* Work to be completed: Each line below that includes the word "order" is to be reported.

* Exercise data:
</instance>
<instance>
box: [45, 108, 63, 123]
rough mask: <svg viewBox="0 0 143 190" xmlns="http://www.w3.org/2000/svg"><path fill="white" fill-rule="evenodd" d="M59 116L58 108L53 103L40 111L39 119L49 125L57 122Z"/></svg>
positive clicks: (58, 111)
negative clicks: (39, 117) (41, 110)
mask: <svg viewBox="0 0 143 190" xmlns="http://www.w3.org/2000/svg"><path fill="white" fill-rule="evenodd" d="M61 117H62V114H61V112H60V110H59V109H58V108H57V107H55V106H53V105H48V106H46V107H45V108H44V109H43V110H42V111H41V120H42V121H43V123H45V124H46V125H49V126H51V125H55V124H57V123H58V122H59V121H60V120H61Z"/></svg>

--

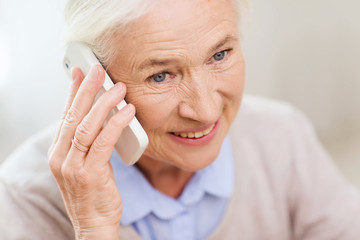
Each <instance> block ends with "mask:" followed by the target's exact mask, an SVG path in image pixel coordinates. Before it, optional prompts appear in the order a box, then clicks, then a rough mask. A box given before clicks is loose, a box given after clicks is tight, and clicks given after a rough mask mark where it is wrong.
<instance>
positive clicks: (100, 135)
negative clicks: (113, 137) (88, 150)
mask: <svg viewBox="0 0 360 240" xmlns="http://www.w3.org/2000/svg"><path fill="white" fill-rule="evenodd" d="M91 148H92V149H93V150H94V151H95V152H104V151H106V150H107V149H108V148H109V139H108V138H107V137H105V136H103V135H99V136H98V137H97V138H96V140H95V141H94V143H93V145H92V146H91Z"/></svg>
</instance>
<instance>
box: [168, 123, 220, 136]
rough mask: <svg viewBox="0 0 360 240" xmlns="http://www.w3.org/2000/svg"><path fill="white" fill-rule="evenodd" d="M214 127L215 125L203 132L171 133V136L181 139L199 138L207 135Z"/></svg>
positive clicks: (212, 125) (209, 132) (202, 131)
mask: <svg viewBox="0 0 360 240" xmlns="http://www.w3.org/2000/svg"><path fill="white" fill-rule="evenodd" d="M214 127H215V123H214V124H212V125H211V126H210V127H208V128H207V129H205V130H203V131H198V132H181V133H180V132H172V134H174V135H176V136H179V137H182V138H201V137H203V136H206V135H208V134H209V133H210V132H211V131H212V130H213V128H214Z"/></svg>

* * *

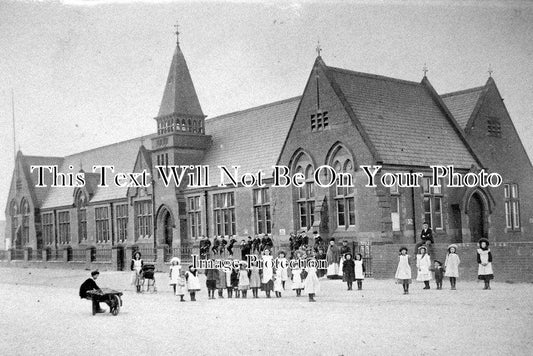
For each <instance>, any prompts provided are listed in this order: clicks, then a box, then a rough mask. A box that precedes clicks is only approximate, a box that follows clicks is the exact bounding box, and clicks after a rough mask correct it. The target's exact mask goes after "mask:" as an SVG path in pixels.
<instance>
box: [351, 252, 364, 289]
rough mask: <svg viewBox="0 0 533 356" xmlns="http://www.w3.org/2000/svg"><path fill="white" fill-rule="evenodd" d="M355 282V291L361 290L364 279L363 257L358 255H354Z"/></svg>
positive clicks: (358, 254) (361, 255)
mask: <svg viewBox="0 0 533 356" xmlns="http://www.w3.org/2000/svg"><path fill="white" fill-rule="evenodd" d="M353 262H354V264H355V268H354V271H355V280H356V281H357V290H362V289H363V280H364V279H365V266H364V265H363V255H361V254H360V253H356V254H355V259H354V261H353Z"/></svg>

* Answer box:
Each <instance> block ends with "mask:" followed by the target's exact mask, an SVG path in image pixel coordinates. Before it, optional prompts appear in the order a box, then clicks, then a rough mask. A box given before clicks is loose, a box given after clicks is tight, and clicks given after a rough mask mark where it is wrong.
For each <instance>, any prompts provided are listed in this order: clicks, then a box, then a rough mask. A box that precedes clicks is only approximate, a box that follows clicks is the exact bounding box, and clicks after a rough mask correct it. The target's exact mask goes after "mask:" as an SVG path in pixels.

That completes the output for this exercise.